» PROVIDED INFORMATION:
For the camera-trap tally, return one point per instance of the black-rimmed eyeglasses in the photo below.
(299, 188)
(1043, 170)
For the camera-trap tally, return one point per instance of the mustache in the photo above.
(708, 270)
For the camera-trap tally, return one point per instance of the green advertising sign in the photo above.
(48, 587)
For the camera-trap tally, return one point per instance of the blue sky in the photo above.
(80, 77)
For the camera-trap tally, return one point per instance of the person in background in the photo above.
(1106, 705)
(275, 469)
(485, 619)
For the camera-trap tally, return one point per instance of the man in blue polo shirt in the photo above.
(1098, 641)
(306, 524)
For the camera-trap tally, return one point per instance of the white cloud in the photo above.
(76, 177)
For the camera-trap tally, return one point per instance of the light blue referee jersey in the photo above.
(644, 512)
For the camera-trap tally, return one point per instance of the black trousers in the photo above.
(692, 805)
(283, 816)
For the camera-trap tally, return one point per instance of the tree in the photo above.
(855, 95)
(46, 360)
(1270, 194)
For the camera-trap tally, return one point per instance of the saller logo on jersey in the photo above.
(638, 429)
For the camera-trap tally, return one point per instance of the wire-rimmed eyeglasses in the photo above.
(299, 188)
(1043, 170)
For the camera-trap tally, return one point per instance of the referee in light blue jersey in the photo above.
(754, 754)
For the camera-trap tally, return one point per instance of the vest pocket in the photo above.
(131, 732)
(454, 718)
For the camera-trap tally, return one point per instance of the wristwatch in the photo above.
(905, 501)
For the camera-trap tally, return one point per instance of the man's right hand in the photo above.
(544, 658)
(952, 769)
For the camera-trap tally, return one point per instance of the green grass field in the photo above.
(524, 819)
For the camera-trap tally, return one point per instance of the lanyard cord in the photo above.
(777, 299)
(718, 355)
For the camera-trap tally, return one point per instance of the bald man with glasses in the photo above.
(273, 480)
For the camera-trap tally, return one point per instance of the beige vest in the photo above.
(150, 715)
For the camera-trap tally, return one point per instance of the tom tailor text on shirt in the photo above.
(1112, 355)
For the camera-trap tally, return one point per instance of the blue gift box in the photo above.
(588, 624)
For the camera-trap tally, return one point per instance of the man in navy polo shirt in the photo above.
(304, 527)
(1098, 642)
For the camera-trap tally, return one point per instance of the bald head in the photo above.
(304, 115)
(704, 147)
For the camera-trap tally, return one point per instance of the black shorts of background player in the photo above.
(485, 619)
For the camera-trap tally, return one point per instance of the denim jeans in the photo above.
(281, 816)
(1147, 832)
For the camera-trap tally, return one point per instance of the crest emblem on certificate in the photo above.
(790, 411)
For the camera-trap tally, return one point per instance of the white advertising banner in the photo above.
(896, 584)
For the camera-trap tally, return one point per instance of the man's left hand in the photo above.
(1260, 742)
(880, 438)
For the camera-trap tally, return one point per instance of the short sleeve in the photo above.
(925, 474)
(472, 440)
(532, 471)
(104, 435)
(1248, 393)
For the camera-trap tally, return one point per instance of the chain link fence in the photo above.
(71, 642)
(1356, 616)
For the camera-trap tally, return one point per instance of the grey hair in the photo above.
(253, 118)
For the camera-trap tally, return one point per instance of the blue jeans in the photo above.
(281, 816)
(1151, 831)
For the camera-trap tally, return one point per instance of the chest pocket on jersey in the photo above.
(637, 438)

» DIRECTION:
Rewrite the entries from the line with "blue jersey in the photo above." to the line with "(1098, 642)", changing "beige vest" to "tan vest" and leaving everything else unchanged.

» FINISHED ANSWER:
For the camera-trap tally, return one point per instance of the referee in light blue jersey in the photo above.
(754, 754)
For the camera-trap tally, return one point per instance of the vest pocket in the photo above.
(131, 732)
(454, 718)
For the camera-trap tally, return one point per instance of the wristwatch in the photo above.
(905, 501)
For the camera-trap tally, return one point per instance of the man's right hand in the photo above.
(544, 658)
(952, 769)
For the camera-trap tally, return one point per instance of the green grass field in the photo above.
(524, 819)
For the camera-trap tally, return one point per instance of the lanyard cord in the photo above.
(777, 299)
(718, 355)
For the camera-trap tally, return one point per instance of the bald man with glasses in the photo above.
(273, 480)
For the camera-trap tally, return one point per instance of the tan vest in the photo above.
(150, 715)
For the camera-trap tally, return one point per instance of the tom tailor text on shirt in the photo above.
(1112, 355)
For the camera-trap tally, return one point per instance of the blue gift box in the photo above.
(588, 624)
For the camera-trap tally, return one point per instance of the man in navy polo shirt in the photo above.
(304, 527)
(1098, 642)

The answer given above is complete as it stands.